(PROVIDED TEXT):
########

As an Englishman, living in Britain, I am used to rain ... and more rain.
In the UK, when it rains, we just get on with life regardless. When I lived in Paris, it was the same story. We just wore appropriate clothing, or used an umbrella, or both.
And I would have thought that this would be true of anyone living in an area where rain was common.
But in Kisii, SW Kenya, where there is not wet or dry season, (it can rain at any time) life stops when it rains. Mind you, when it rains in Kisii, it does so with vengeance! The roads flood (Kisii is a mountain town where all roads go up or down, never horizontal) forming rivers in a matter of minutes. Everyone dives for shelter in the malls or under canopies in front of shops. Except me.
I don't know about midday sun, but this mad dog did go out in the rain, without a waterproof or umbrella, just my broad-brimmed hat as protection. The rain is warm. It is pleasant - OK, the heaviest rain stings a bit, but I loved it. I wasn't exactly doing a Gene Kelly in the rain. I didn't sing and dance. But I didn't let it stop me from going about my business.
And that enhanced my reputation in this town where a mzungu is an oddity. The local people considered that I was mad, totally bonkers. They are probably right. But I was surprised to see people who are obviously used to heavy downpours let it interfere with their day.
In Nairobi, it was the same. People ducking for cover. Except a few who were armed with umbrellas. But their progrgess was impeded by the throngs gathered under the shelter of shop fronts, blocking the pavements. And this is when Nairobi takes on a London-esque appearance. The people with umbrellas barging and forcing their way through those less fortunate, or with less foresight. It is the only time I have seen Kenyans actually getting annoyed with each other.
I have yet to experience rain at my third "base" in Kenya, Malindi. The last time I was there, it was just before the rains, and it was insufferably hot with not the slightest breath of air. No soothing breeze off the Indian Ocean, just heat. I couldn't breathe. I couldn't work on my computer as the sweat poured off me onto the keyboard - dangerous, not for me, but for the laptop.
But, sitting here, where the temperature has struggled up to 4°C, with the threat of rain sleet and snow within the next 24 hours, I long for Kenya, heat, rain and anything else it can throw at me.

########

(SUPPLIED RECORDS):

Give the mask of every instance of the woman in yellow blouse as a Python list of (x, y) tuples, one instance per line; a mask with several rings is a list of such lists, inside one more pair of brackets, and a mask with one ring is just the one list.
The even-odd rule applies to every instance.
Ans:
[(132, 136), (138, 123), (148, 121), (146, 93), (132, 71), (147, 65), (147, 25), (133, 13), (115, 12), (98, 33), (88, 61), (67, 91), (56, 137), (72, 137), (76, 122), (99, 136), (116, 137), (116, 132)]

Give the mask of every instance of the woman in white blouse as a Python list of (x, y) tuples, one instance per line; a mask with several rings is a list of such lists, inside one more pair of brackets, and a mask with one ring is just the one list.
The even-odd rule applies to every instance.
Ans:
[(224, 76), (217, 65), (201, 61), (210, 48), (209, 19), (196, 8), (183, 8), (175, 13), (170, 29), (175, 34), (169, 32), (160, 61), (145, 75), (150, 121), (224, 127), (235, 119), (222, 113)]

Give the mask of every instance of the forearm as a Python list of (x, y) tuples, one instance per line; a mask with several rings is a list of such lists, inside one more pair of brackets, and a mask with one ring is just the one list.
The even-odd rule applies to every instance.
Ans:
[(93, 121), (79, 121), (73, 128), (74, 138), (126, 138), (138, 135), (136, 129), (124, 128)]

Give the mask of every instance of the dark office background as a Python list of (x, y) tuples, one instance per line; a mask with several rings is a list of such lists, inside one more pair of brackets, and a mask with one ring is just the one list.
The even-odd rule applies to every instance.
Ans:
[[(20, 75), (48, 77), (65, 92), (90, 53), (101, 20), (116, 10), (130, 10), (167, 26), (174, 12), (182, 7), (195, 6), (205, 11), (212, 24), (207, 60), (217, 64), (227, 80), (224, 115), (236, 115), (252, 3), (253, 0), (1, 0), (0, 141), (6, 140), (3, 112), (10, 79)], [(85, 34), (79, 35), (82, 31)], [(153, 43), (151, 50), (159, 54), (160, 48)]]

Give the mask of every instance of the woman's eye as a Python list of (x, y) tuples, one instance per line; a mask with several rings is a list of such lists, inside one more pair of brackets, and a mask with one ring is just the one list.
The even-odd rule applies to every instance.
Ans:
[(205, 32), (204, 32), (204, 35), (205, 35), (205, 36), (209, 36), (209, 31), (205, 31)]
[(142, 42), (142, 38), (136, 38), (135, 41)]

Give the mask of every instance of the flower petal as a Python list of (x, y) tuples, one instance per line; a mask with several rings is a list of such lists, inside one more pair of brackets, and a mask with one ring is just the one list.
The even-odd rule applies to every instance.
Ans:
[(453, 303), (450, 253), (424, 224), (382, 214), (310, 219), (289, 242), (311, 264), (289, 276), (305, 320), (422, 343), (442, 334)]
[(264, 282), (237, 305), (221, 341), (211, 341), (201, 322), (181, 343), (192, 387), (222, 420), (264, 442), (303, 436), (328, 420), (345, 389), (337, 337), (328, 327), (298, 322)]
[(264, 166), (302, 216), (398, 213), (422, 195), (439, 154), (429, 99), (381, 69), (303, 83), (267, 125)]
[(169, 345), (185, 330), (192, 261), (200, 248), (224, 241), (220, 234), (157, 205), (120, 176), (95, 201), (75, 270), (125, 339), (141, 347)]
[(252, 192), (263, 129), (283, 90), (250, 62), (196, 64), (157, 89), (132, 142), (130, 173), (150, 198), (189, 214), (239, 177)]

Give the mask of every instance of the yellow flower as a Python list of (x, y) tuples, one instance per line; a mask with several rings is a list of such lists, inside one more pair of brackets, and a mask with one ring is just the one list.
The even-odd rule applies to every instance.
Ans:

########

(REQUIRED ACTIONS):
1/ Summarize the piece about rain in Kenya in two sentences.
2/ In the piece about rain in Kenya, what was the writer's only protection when going out in the Kisii rain?
3/ Edit the piece about rain in Kenya starting at "As an Englishman, living" and ending at "rain was common.", replacing "Paris" with "Rome".

(ANSWERS TO THE PROBLEMS):
1/ The writer, used to carrying on through rain in Britain and Paris, found that in Kisii and Nairobi life stops when heavy rain falls, yet kept going about business in it with only a broad-brimmed hat. After recalling stifling heat in Malindi and now sitting in 4°C weather with rain, sleet and snow threatened, the writer longs for Kenya.

2/ Only a broad-brimmed hat, with no waterproof or umbrella.

3/
As an Englishman, living in Britain, I am used to rain ... and more rain.
In the UK, when it rains, we just get on with life regardless. When I lived in Rome, it was the same story. We just wore appropriate clothing, or used an umbrella, or both.
And I would have thought that this would be true of anyone living in an area where rain was common.